Your task | Locate the line with "the person walking" in the material. Copy that line and each one after it, through the last, exactly and with nothing else.

Data to use |
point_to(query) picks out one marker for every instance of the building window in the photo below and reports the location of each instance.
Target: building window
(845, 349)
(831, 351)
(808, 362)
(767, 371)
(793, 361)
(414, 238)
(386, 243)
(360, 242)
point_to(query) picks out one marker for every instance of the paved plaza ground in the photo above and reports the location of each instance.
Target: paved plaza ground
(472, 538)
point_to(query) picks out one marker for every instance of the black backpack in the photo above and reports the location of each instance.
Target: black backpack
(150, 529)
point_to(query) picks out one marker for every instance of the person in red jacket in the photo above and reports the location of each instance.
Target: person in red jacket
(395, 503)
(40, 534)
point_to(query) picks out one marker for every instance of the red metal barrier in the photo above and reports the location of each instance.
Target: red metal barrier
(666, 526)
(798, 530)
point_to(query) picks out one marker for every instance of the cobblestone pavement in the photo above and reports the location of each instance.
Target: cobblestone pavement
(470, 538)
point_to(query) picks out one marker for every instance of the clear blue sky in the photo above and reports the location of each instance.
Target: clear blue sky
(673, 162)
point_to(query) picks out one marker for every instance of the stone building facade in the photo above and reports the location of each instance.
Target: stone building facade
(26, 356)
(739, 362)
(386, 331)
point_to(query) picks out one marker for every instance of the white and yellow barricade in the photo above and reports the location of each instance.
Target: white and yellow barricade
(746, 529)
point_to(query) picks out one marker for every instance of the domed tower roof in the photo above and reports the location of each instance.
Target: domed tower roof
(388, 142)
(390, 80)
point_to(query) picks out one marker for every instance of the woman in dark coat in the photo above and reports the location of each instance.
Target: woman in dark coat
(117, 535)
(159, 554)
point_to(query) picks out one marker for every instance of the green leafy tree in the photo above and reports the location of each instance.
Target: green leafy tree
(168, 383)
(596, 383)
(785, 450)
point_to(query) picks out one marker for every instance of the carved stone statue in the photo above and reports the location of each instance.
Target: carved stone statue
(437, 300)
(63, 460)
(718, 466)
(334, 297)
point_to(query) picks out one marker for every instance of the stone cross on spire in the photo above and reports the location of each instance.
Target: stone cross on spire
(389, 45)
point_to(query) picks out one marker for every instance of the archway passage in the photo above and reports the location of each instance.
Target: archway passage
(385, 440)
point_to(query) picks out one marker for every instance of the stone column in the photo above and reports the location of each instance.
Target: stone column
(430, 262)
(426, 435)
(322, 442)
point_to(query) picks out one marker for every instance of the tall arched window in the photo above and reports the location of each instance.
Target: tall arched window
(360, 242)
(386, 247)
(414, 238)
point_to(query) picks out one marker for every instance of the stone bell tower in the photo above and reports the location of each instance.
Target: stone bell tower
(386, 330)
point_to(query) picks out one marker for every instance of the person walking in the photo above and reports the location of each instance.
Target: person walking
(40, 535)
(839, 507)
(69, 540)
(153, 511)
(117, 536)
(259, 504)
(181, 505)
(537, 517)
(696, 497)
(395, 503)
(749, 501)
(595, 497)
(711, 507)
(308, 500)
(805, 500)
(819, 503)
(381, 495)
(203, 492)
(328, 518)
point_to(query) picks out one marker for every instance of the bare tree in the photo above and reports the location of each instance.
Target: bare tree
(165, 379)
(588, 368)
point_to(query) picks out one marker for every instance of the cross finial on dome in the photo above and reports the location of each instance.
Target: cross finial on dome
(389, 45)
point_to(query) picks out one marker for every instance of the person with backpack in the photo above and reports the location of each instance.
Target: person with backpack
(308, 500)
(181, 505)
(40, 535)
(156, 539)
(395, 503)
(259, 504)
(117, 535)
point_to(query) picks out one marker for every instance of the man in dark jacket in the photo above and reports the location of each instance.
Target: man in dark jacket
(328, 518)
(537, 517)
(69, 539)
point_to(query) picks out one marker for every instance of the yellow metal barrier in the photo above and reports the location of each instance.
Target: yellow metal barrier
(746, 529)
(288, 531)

Solved exercise |
point_to(query) picks out one marker for every instance of the person walking in the photo above and reports the location of each instance.
Target: person walking
(40, 535)
(839, 507)
(69, 540)
(153, 511)
(117, 536)
(259, 504)
(181, 505)
(537, 517)
(696, 497)
(395, 503)
(749, 501)
(595, 497)
(711, 507)
(308, 500)
(805, 500)
(819, 503)
(381, 495)
(203, 492)
(328, 518)
point_to(query) picks out one marker for every instance of the bare tree in the photo above and reports the location of each instance.
Target: bare tree
(165, 379)
(588, 368)
point_to(query) picks out one marker for every instance of the cross finial on dome in the photo above and reports the location of each instance.
Target: cross finial on dome
(389, 45)
point_to(query) picks out one marker for every instance of the person with backpack in the photo above and reports the location of each instance.
Target: person with backpack
(308, 500)
(181, 505)
(40, 535)
(156, 539)
(395, 503)
(259, 504)
(117, 535)
point_to(query) picks out one marker for every instance of the man in dark jacket in the photo above and reports the location of each instance.
Target: man in dark jacket
(328, 518)
(537, 517)
(69, 539)
point_to(query) picks out one marker for every instance of the yellow metal barrier in the photo above and reports the location of each instance.
Target: yellow metal barrier
(746, 529)
(288, 531)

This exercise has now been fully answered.